=== SUPPLIED PASSAGE ===
◇ ◇ ◇ ◇ ◇

Peter Heaton-Jones tells Westminster debate that four in ten care homes are rated as ‘requires improvement’ or ‘inadequate’ and that current system of regulation ‘is simply not working’.

Mr Heaton-Jones tabled a Westminster Hall debate on Wednesday after a North Devon resident contacted him to raise concerns about standards of care for elderly people in private nursing homes.

Mr Heaton-Jones said that four in 10 care homes were rated as ‘requires improvement’ or ‘inadequate’ and that there were ‘serious shortfalls’ in the current system for the regulation, inspection and investigation of private care homes and nursing homes.

He told fellow MPs: “Of the 700 care homes most recently inspected by the current regulator, the Care Quality Commission (CQC), 44 per cent had been rated as either ‘requires improvement’ or ‘inadequate’.

“Those figures alone suggest that currently the system is simply not working. If it’s meant to be driving up standards, it clearly isn’t working.

“At the moment, I believe, quite simply, that we are letting people down—the people who are least able to speak up for themselves.”

Peter Heaton-Jones said a constituent contacted him more than two years ago because he was worried that people weren’t listening to his concerns.

The MP said he was not seeking to re-open that investigation, but described the current complaints system as a ‘Catch 22’ situation, which gives people no-where to turn to when things go wrong.

“Currently, the CQC won’t investigate individual complaints, so you have to go to the Ombudsman. But the Ombudsman won’t accept complaints directly from members of the public,” he said.

“Furthermore, the Ombudsman can’t be challenged by MPs on a case-by-case basis, which doesn’t seem right.

“We need a new, single body to inspect, regulate and investigate care homes, to make sure every patient receives the best possible care, and a complaints system that is truly accountable.”

Health Minister Alistair Burt said the Government was committed to improving the quality of adult social care, and the CQC been given new powers in 2014.

He said: “We have come a long way; we have made real improvements in the regulation of adult social care in quite a short time, but of course there is more to do.

“The CQC has been transformed in recent years, not least by having been given new powers.

“However, there are things that we need to do and improve; those powers need to be built on.”

Mr Heaton-Jones said he met with Mr Burt after the debate and agreed to arrange a meeting with the CQC to discuss the issue.

“I am determined not to let it rest there,” he added. “The debate has certainly started the ball rolling and highlighted an important issue which I firmly believe we need to tackle, so I will keep working on this.”

◇ ◇ ◇ ◇ ◇

=== STORED DATA ===
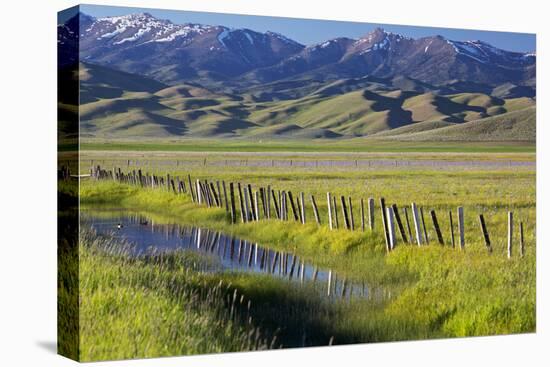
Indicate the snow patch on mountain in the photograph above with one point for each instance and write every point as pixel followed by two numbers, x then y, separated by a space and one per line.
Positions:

◇ ◇ ◇ ◇ ◇

=== YOUR GOAL ===
Answer these questions about the text on care home regulation:
1. What share of the 700 care homes most recently inspected by the CQC were rated "requires improvement" or "inadequate"?
2. In what year was the CQC given new powers?
3. With which body did Mr Heaton-Jones agree to arrange a meeting after meeting Mr Burt?
This data comes from a different source than the text about care home regulation.

=== RESPONSE TO THIS EXERCISE ===
1. 44 per cent
2. 2014
3. The CQC (Care Quality Commission)